--- start Excerpt to read ---

(213)  Scottish Parliament at work: from dog fouling to tenant farmers

As the first term of the Scottish Parliament drew to a close, two significant measures completed their parliamentary passage.  The Dog Fouling (Scotland) Bill, source of much press derision, was passed on 13 March 2003: it allows council officers to impose on-the-spot fines of £40 on those who fail to scoop poop, this becoming a civil offence without the need for corroboration.  The Agricultural Holdings (Scotland) Bill, passed on 12 March 2003, allows tenant farmers a right to buy when the landowner decides to sell, and enables them to use the land for non-agricultural purposes.  Like the Land Reform (Scotland) Act 2003, this Bill is controversial because some think that the incentive to invest in landownership is being significantly reduced.

(212)  The Scottish judiciary and the Speculative Society

On 13 March 2003 the High Court of Justiciary repelled Robbie the Pict’s petition to the nobile officium in which he sought to show that any judge who is a member of the Speculative Society is disqualified ipso facto from participating in his case on various matters relating to the Skye Bridge tolls (see below No 209).  Robbie had argued that the history of the Society showed that its origins were linked to masonic or quasi-masonic movements and that today it is elitist, sexist, racist and unionist [para 14].  Giving the opinion of the court, Lord Justice Clerk Gill said: On the information before us, we conclude that the Society is neither secret nor sinister and that it simply makes its own refined contribution to the public stock of harmless pleasure. It appears to be careful in its choice of members, but many societies are. Those elected are no doubt happy to be members. Others will be happy not to be. Live and let live is a useful principle in such matters. … We can see no reason why any reasonable onlooker could suspect that the loyalties and friendships that typify any society of this kind should in this case override the obligations of the judicial oath [para 26].  Lord Gill also noted that (para 20) The Society is a society for young men. According to the affidavit, the Society can have no more than 30 ordinary members at any time. Membership is gained by invitation and is subject to voting by secret ballot. The rules provide for a procedure of black-balling. When a member joins, he joins as an ordinary member for a period of three years. There is nothing in the rules to prohibit female membership, but there are no female members and there have never been any [para 20]. 

Lord Gill continued to decline to answer Robbie’s question: Have you [the judges in the case] ever taken the oath or entered apprentice at first degree for the purpose of entering into Masonic association, or are you obliged by any expectation of loyalty which has the potential to produce an imbalanced judgment in a tribunal such as this?  His Lordship observed that masonic membership was not per se a ground of judicial disqualification and stated: We refused to answer the petitioner’s question when he put it to us and we refuse to answer it now. The petitioner has failed to show why his question has any bearing on the issues in this case [para 7].

--- end Excerpt to read ---

## [The problem]
Answer these three questions from the Scottish law digest:
1. What on-the-spot fine can council officers impose under the Dog Fouling (Scotland) Bill?
2. On what date was the Agricultural Holdings (Scotland) Bill passed?
3. What is the maximum number of ordinary members the Speculative Society can have at any time?
The records have no role here.

--- start Supplied data ---

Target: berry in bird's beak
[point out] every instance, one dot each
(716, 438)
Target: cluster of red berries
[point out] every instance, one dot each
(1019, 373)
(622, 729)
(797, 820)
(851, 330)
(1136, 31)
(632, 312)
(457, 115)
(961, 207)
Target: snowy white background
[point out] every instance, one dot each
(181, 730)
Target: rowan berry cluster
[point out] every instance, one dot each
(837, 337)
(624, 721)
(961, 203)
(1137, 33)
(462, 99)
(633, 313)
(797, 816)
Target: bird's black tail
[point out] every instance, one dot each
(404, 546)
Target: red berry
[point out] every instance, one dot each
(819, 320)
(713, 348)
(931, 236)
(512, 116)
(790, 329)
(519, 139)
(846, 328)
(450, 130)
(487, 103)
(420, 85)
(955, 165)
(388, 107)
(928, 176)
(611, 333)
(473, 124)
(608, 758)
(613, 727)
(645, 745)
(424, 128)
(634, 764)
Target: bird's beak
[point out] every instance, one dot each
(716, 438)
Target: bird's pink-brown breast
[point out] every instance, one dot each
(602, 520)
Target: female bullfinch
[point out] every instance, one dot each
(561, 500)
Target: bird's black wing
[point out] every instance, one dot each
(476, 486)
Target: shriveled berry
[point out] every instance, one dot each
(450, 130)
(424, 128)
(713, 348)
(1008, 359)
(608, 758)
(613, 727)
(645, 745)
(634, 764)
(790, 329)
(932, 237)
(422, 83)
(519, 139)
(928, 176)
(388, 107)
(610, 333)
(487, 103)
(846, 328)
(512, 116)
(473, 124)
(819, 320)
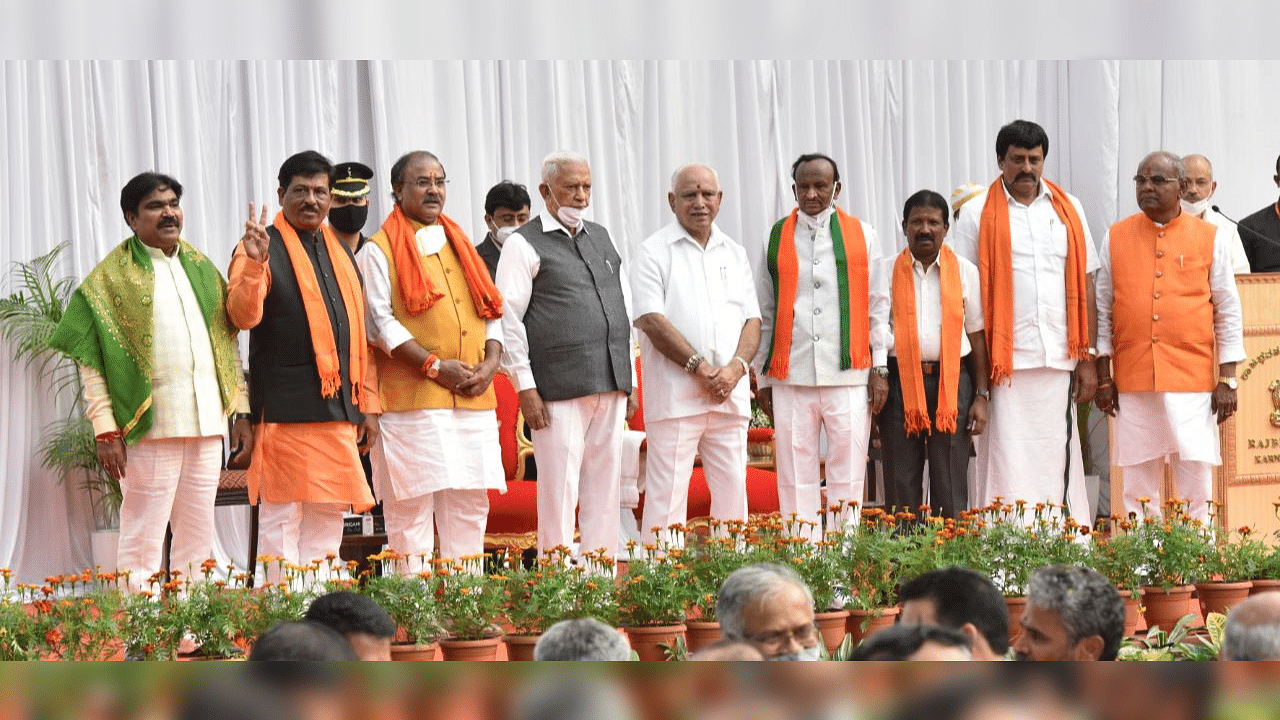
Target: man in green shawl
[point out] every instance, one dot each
(161, 374)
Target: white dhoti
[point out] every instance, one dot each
(1032, 446)
(799, 414)
(433, 469)
(1179, 425)
(579, 466)
(168, 482)
(721, 438)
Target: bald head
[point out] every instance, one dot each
(1253, 629)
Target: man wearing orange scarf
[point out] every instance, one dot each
(1036, 258)
(1169, 322)
(816, 343)
(434, 318)
(929, 359)
(295, 286)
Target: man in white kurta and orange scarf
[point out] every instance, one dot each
(816, 343)
(1166, 301)
(1034, 258)
(434, 317)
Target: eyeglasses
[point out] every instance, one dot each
(1152, 180)
(803, 636)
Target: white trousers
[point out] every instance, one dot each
(168, 482)
(799, 414)
(721, 438)
(460, 514)
(579, 465)
(298, 532)
(1193, 482)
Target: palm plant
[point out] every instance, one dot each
(27, 320)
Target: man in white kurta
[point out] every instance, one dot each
(818, 392)
(1032, 447)
(1166, 397)
(694, 300)
(438, 454)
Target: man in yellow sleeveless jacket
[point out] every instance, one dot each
(1166, 300)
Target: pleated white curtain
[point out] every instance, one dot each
(73, 132)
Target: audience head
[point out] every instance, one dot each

--- end Supplied data ---

## [Response]
1. £40
2. 12 March 2003
3. 30